--- Begin ---

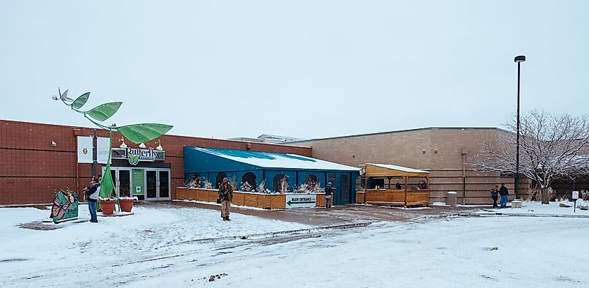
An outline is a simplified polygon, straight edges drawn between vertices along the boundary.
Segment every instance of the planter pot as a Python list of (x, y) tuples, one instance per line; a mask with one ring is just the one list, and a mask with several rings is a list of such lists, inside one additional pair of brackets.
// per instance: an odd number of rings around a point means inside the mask
[(135, 201), (132, 199), (119, 199), (118, 205), (121, 206), (121, 211), (123, 212), (131, 212)]
[(98, 201), (100, 208), (102, 209), (102, 214), (111, 215), (114, 211), (116, 201)]

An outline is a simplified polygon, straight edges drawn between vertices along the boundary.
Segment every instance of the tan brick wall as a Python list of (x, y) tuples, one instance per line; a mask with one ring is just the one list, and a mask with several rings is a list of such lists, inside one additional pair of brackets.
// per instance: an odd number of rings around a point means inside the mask
[[(445, 202), (448, 191), (458, 192), (462, 202), (463, 149), (468, 156), (495, 145), (495, 128), (426, 128), (296, 142), (312, 148), (313, 157), (351, 166), (367, 162), (394, 164), (430, 172), (430, 202)], [(422, 151), (425, 151), (425, 153)], [(355, 156), (355, 157), (353, 157)], [(489, 191), (506, 183), (513, 198), (514, 179), (497, 173), (480, 173), (466, 165), (465, 204), (489, 204)], [(527, 194), (530, 181), (521, 181)], [(522, 190), (525, 189), (525, 190)]]

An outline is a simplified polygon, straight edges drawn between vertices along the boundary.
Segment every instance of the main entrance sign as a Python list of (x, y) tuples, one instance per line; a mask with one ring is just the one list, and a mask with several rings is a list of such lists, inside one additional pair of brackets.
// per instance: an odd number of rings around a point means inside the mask
[(315, 194), (286, 195), (286, 208), (312, 208), (315, 206)]

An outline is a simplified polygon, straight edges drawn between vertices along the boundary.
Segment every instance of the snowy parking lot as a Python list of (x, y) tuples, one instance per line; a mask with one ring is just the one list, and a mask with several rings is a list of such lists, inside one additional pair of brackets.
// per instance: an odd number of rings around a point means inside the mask
[(0, 287), (589, 284), (589, 218), (449, 216), (320, 229), (238, 213), (224, 222), (217, 211), (192, 207), (134, 212), (33, 230), (18, 225), (49, 211), (0, 209)]

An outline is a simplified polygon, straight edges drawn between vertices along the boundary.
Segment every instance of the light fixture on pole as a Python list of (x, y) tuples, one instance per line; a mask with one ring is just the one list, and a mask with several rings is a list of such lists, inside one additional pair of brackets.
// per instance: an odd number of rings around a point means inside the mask
[(517, 136), (515, 149), (515, 199), (519, 199), (519, 63), (526, 61), (523, 55), (516, 56), (514, 61), (517, 63)]

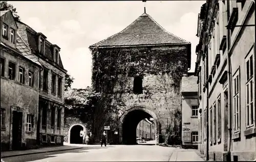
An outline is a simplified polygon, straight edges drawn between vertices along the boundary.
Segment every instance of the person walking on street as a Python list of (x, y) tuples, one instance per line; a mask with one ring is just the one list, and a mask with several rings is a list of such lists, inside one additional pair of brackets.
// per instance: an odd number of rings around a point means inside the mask
[(92, 132), (90, 132), (90, 143), (91, 144), (93, 144), (94, 143), (94, 135), (93, 134)]
[(86, 144), (87, 145), (88, 145), (88, 142), (89, 142), (89, 137), (88, 136), (88, 135), (86, 134)]
[(105, 147), (106, 146), (106, 133), (104, 131), (103, 132), (103, 134), (101, 134), (101, 147), (102, 147), (102, 145), (104, 143), (104, 145), (105, 145)]

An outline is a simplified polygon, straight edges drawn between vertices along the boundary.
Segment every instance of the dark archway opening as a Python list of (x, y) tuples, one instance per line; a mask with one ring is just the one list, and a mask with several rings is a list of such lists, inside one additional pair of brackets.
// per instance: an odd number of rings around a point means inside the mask
[(82, 137), (80, 137), (80, 131), (83, 128), (81, 125), (74, 126), (70, 130), (70, 143), (76, 144), (82, 144)]
[[(141, 110), (134, 110), (126, 115), (122, 125), (122, 141), (124, 144), (138, 144), (137, 142), (137, 126), (142, 120), (145, 118), (152, 118), (152, 117)], [(155, 125), (155, 122), (154, 122)]]

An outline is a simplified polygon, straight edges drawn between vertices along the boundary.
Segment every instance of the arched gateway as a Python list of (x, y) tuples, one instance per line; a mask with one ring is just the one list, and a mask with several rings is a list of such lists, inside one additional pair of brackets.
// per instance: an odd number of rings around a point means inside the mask
[(69, 129), (68, 143), (70, 144), (82, 144), (82, 138), (80, 137), (80, 131), (86, 131), (86, 127), (81, 124), (74, 124)]
[(136, 128), (139, 122), (145, 118), (153, 118), (156, 125), (156, 144), (159, 143), (159, 121), (156, 114), (146, 108), (137, 106), (130, 109), (122, 115), (119, 121), (119, 143), (136, 144)]
[(170, 121), (180, 121), (173, 112), (181, 109), (181, 78), (190, 67), (191, 43), (167, 32), (145, 12), (89, 48), (93, 88), (109, 96), (102, 107), (118, 108), (117, 114), (110, 115), (113, 121), (124, 112), (115, 125), (119, 127), (116, 141), (135, 144), (138, 124), (153, 118), (156, 143), (163, 142)]

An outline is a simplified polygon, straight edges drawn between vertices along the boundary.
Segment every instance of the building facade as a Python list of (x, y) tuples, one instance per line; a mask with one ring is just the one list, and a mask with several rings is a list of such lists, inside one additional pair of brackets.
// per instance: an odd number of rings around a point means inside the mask
[(155, 126), (154, 122), (145, 119), (141, 120), (137, 126), (137, 138), (145, 140), (155, 140)]
[(207, 158), (256, 157), (254, 5), (207, 1), (199, 14), (198, 149)]
[(18, 31), (42, 65), (39, 78), (37, 139), (40, 145), (61, 145), (63, 141), (64, 90), (67, 70), (62, 64), (60, 48), (47, 41), (41, 33), (17, 21)]
[(33, 148), (41, 66), (17, 32), (11, 12), (1, 14), (2, 150)]
[(188, 73), (182, 77), (181, 95), (182, 148), (198, 148), (198, 120), (197, 77)]

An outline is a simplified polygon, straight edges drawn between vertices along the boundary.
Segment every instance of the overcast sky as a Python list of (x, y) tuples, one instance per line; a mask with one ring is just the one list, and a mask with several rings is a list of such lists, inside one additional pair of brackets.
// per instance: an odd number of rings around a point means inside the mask
[[(89, 46), (120, 32), (144, 12), (142, 1), (8, 2), (21, 21), (60, 48), (73, 88), (91, 86)], [(147, 1), (146, 13), (168, 32), (191, 42), (195, 70), (198, 14), (205, 1)]]

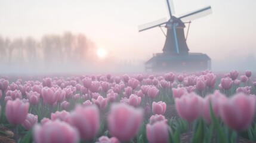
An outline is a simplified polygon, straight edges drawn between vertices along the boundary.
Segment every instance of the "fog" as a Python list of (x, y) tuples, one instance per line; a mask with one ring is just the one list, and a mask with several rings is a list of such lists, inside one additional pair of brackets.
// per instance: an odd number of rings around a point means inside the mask
[[(212, 7), (211, 15), (192, 21), (187, 43), (190, 52), (211, 58), (212, 71), (256, 71), (255, 1), (173, 2), (177, 15)], [(164, 0), (0, 4), (0, 74), (144, 72), (165, 41), (159, 28), (137, 30), (168, 17)]]
[[(97, 74), (148, 72), (143, 60), (131, 56), (121, 60), (106, 53), (101, 57), (93, 39), (84, 34), (66, 32), (60, 35), (11, 39), (0, 36), (0, 74)], [(134, 51), (135, 52), (135, 51)], [(232, 70), (256, 71), (254, 54), (229, 55), (212, 60), (211, 70), (227, 72)], [(166, 71), (167, 72), (167, 71)], [(186, 71), (189, 72), (189, 70)]]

--- End ---

» **Your goal**: Can you reproduce all of the lines above word for word, omitting the pictures?

» **Final answer**:
An outline is a simplified polygon, straight edges drawn between vertices along the boundary.
Segment every instance of the planter pot as a Python list of (x, y) tuples, one instance per line; a mask with one ring is just the one list, and a mask with several rings is a list of such lists, inside one additional pair of brackets.
// per instance: an odd number of rings around a point means inside the mask
[(135, 201), (132, 199), (119, 199), (118, 205), (121, 206), (121, 211), (123, 212), (131, 212)]
[(98, 201), (100, 208), (102, 209), (102, 214), (111, 215), (114, 211), (116, 201)]

An outline is a simplified polygon, straight edges drawn between vertices along the boundary.
Segment every instance of the tan brick wall as a Python list of (x, y) tuples, one instance per line; a mask with one ring is just the one list, and a mask with several rings is a list of such lists, inside one additional pair of brackets.
// per instance: an odd number of rings around a point means inside the mask
[[(445, 202), (448, 191), (458, 192), (462, 202), (463, 149), (468, 156), (495, 145), (495, 128), (426, 128), (296, 142), (312, 148), (313, 157), (351, 166), (367, 162), (394, 164), (430, 172), (430, 202)], [(422, 151), (425, 151), (425, 153)], [(355, 156), (355, 157), (353, 157)], [(489, 191), (506, 183), (513, 198), (514, 179), (497, 173), (480, 173), (466, 165), (465, 204), (489, 204)], [(527, 194), (530, 181), (521, 181)], [(522, 190), (525, 189), (525, 190)]]

An outline is a simplified polygon, straight edges drawn between vertices along the boundary.
Segment every instance of the main entrance sign as a Python list of (x, y) tuples, one instance per line; a mask with one ring is just the one list, and a mask with several rings is a list of such lists, inside one additional pair of brackets.
// per instance: an odd number of rings around a point means inside the mask
[(315, 194), (286, 195), (286, 208), (312, 208), (315, 206)]

An outline is a simplified polygon, straight edges drawn between vertices along the boundary.
Segment every instance of the snowy parking lot as a Python list of (x, y) tuples, one instance per line; a mask with one ring is just the one list, and a mask with several rings is a list of such lists, inside one additional pair of brackets.
// per instance: an odd number of rings around a point means inside the mask
[(0, 287), (589, 284), (589, 218), (449, 216), (320, 229), (238, 213), (224, 222), (217, 211), (192, 207), (134, 212), (33, 230), (18, 225), (49, 211), (0, 209)]

An outline is a simplified polygon, straight edges drawn between vertices along the boundary.
Segment every instance of the light fixture on pole as a Python list of (x, y) tuples, one instance per line; a mask with one ring is just the one list, and a mask with several rings is a list of such lists, inside one additional pair of brackets.
// per instance: an odd number of rings around a point means inside the mask
[(517, 136), (515, 149), (515, 199), (519, 199), (519, 63), (526, 61), (523, 55), (516, 56), (514, 61), (517, 63)]

An outline is a simplified polygon, straight edges drawn between vertices along the boundary.
Segment every instance of the person walking on street as a Python list of (x, y) tuples, one instance per line; a mask with one ring is just the one list, and a mask with several rings is a list of such lists, inside one additional pair of brackets.
// per instance: an odd number of rings around a point means inside the mask
[(92, 132), (90, 132), (90, 143), (91, 144), (93, 144), (94, 143), (94, 135), (93, 134)]
[(86, 144), (87, 145), (88, 145), (88, 142), (89, 142), (89, 137), (88, 136), (88, 135), (86, 134)]
[(105, 147), (106, 146), (106, 133), (104, 131), (103, 132), (103, 134), (101, 134), (101, 147), (102, 147), (102, 145), (104, 143), (104, 145), (105, 145)]

An outline is a simplified polygon, straight edges drawn between vertices along the boundary.
Segment every instance of the dark archway opening as a Python list of (x, y) tuples, one instance per line; a mask with one ring is just the one list, and a mask with several rings is a list of such lists, inside one additional pair of brackets.
// per instance: an odd number of rings around a point means inside the mask
[(82, 137), (80, 137), (80, 131), (83, 128), (81, 125), (74, 126), (70, 130), (70, 143), (76, 144), (82, 144)]
[[(141, 110), (134, 110), (126, 115), (122, 125), (122, 141), (124, 144), (138, 144), (137, 142), (137, 126), (142, 120), (145, 118), (152, 118), (152, 117)], [(155, 125), (155, 122), (154, 122)]]

An outline is a simplified polygon, straight edges drawn between vertices along the boundary.
Segment every instance of the arched gateway as a Python list of (x, y) tuples, one instance per line; a mask with one ring is just the one list, and a mask with several rings is a list of such lists, inside one additional pair of brackets.
// per instance: an odd number of rings around a point means inside the mask
[(69, 129), (68, 143), (70, 144), (82, 144), (82, 138), (80, 137), (80, 131), (86, 131), (86, 127), (81, 124), (74, 124)]
[(136, 128), (139, 122), (145, 118), (153, 118), (156, 125), (156, 144), (159, 143), (159, 121), (156, 114), (146, 108), (137, 106), (130, 109), (122, 115), (119, 121), (119, 143), (136, 144)]
[(170, 121), (180, 121), (173, 112), (181, 109), (181, 78), (190, 67), (191, 43), (167, 32), (145, 12), (89, 48), (93, 88), (109, 96), (102, 107), (118, 108), (117, 114), (110, 115), (113, 121), (124, 112), (115, 125), (119, 127), (116, 141), (135, 144), (138, 124), (153, 118), (156, 143), (163, 142)]

An outline is a simplified polygon, straight edges drawn between vertices along the boundary.
Segment every instance of the building facade as a Python list of (x, y) tuples, one instance per line; a mask with one ring is just the one list, and a mask with several rings is a list of such lists, inside one additional pair of brackets.
// per instance: an odd number of rings around a point means inside the mask
[(155, 126), (154, 122), (145, 119), (141, 120), (137, 126), (137, 138), (145, 140), (155, 140)]
[(207, 158), (256, 157), (254, 5), (207, 1), (199, 14), (198, 149)]
[(18, 31), (42, 65), (39, 78), (37, 139), (40, 145), (61, 145), (63, 141), (64, 90), (67, 70), (62, 64), (60, 48), (47, 41), (41, 33), (17, 21)]
[(33, 148), (41, 66), (17, 32), (11, 12), (1, 14), (2, 150)]
[(188, 73), (182, 77), (181, 95), (182, 148), (198, 148), (198, 120), (197, 77)]

An outline is a simplified polygon, straight edges drawn between vertices along the boundary.
Segment every instance of the overcast sky as a Python list of (x, y) tuples, one instance per line; a mask with one ring is just the one list, and a mask with several rings is a list of such lists, inside one additional pair of brackets.
// per instance: an odd number of rings around a point means inside the mask
[[(89, 46), (120, 32), (144, 12), (142, 1), (8, 2), (21, 21), (60, 48), (73, 88), (91, 86)], [(147, 1), (146, 13), (168, 32), (191, 42), (195, 70), (198, 14), (205, 1)]]

An outline is a simplified polygon, straight edges drawn between vertices along the boundary.
Segment every instance of the "fog" as a Python list of (x, y) tuples, one instance per line; a mask with one ring is just the one list, and a mask with several rings is a list of such lists, inside one additional pair of brackets.
// per instance: an odd number of rings around a point means inside the mask
[[(212, 7), (211, 15), (192, 21), (187, 43), (190, 52), (211, 58), (212, 71), (256, 71), (255, 1), (173, 2), (177, 15)], [(164, 0), (0, 4), (0, 74), (144, 72), (165, 41), (159, 28), (137, 30), (168, 17)]]
[[(97, 74), (148, 72), (143, 60), (131, 56), (121, 60), (106, 53), (101, 57), (93, 39), (84, 34), (66, 32), (60, 35), (11, 39), (0, 36), (0, 74)], [(134, 51), (135, 52), (135, 51)], [(232, 70), (256, 71), (254, 54), (229, 55), (212, 60), (211, 70), (227, 72)], [(166, 71), (167, 72), (167, 71)], [(186, 71), (189, 72), (189, 70)]]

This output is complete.